» WHAT YOU WILL DO:
The response should be the complete listing below, unchanged.

::::

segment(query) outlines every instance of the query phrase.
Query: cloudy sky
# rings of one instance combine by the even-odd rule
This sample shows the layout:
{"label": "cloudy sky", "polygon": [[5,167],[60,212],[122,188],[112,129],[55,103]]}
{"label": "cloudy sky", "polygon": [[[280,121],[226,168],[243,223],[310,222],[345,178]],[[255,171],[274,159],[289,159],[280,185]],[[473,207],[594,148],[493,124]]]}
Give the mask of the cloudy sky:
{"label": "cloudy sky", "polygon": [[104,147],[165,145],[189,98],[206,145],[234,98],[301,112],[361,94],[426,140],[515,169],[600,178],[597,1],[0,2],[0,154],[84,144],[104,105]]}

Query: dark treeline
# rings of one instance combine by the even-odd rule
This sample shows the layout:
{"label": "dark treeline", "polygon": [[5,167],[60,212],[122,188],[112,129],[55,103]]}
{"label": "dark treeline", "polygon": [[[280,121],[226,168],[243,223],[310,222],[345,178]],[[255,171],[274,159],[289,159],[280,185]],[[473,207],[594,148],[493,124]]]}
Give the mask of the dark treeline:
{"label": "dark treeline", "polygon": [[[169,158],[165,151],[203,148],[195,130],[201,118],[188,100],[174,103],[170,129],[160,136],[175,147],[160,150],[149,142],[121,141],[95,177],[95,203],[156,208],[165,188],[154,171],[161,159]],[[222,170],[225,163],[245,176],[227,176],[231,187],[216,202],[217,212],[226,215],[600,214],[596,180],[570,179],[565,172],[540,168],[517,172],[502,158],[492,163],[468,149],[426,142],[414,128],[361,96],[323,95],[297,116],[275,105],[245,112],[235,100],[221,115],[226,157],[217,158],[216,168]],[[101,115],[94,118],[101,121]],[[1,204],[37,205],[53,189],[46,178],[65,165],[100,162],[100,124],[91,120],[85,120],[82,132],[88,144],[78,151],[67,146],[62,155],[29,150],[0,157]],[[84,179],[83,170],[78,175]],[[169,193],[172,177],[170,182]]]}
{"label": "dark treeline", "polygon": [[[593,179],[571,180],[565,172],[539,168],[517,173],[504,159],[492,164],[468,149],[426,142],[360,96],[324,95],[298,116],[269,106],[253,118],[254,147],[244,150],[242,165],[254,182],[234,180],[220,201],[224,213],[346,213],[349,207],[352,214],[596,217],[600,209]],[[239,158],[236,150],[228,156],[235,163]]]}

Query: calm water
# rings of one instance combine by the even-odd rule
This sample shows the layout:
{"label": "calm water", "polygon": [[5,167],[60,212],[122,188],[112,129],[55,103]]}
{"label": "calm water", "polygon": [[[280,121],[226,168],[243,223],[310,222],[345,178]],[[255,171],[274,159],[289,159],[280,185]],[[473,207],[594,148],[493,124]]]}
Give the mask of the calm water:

::::

» TASK OUTPUT:
segment(query) outlines every instance of the query phrase.
Query: cloudy sky
# rings of one instance combine by the even-odd rule
This sample shows the layout:
{"label": "cloudy sky", "polygon": [[5,167],[60,212],[122,188],[112,129],[55,103]]}
{"label": "cloudy sky", "polygon": [[[280,121],[226,168],[243,223],[310,222],[345,178]],[[255,171],[274,159],[289,159],[280,185]],[[473,207],[594,148],[493,124]]]}
Give the mask of the cloudy sky:
{"label": "cloudy sky", "polygon": [[104,147],[165,145],[189,98],[206,145],[234,98],[301,112],[361,94],[426,140],[515,169],[600,178],[597,1],[0,2],[0,154],[84,144],[104,105]]}

Query: dark treeline
# rings of one instance combine by the even-odd rule
This sample shows the layout:
{"label": "dark treeline", "polygon": [[5,167],[60,212],[122,188],[112,129],[55,103]]}
{"label": "dark treeline", "polygon": [[[280,121],[226,168],[243,223],[310,222],[345,178]],[[255,171],[274,159],[289,159],[280,185]],[[473,207],[594,148],[493,124]]]}
Give the mask of the dark treeline:
{"label": "dark treeline", "polygon": [[[169,158],[165,151],[203,148],[195,130],[201,118],[188,100],[174,103],[170,129],[160,136],[175,147],[160,150],[149,142],[121,141],[95,177],[95,203],[156,208],[165,188],[154,171],[161,159]],[[222,170],[225,163],[245,176],[227,176],[231,187],[216,202],[217,212],[226,215],[600,214],[596,180],[570,179],[565,172],[540,168],[517,172],[502,158],[492,163],[468,149],[426,142],[414,128],[361,96],[323,95],[297,116],[275,105],[245,112],[235,100],[221,115],[226,157],[217,158],[216,168]],[[101,115],[94,118],[101,121]],[[1,204],[37,205],[53,189],[46,178],[65,165],[100,162],[100,124],[91,120],[85,120],[82,132],[88,144],[78,151],[67,146],[62,155],[29,150],[0,157]],[[84,179],[83,170],[78,175]],[[169,193],[172,177],[170,182]]]}
{"label": "dark treeline", "polygon": [[[593,179],[571,180],[565,172],[539,168],[517,173],[504,159],[492,164],[468,149],[426,142],[360,96],[324,95],[298,116],[269,106],[253,118],[254,147],[244,150],[242,165],[254,182],[234,180],[220,201],[224,213],[346,213],[349,207],[352,214],[596,217],[600,209]],[[239,158],[236,150],[228,156],[235,163]]]}

Query: calm water
# rings of one instance combine by the even-odd rule
This sample shows the layout:
{"label": "calm water", "polygon": [[5,167],[60,212],[122,188],[112,129],[55,103]]}
{"label": "calm water", "polygon": [[[280,121],[226,168],[243,223],[310,222],[345,178]],[[255,171],[274,159],[289,159],[280,185]],[[473,207],[594,148],[493,124]]]}
Give the mask of the calm water:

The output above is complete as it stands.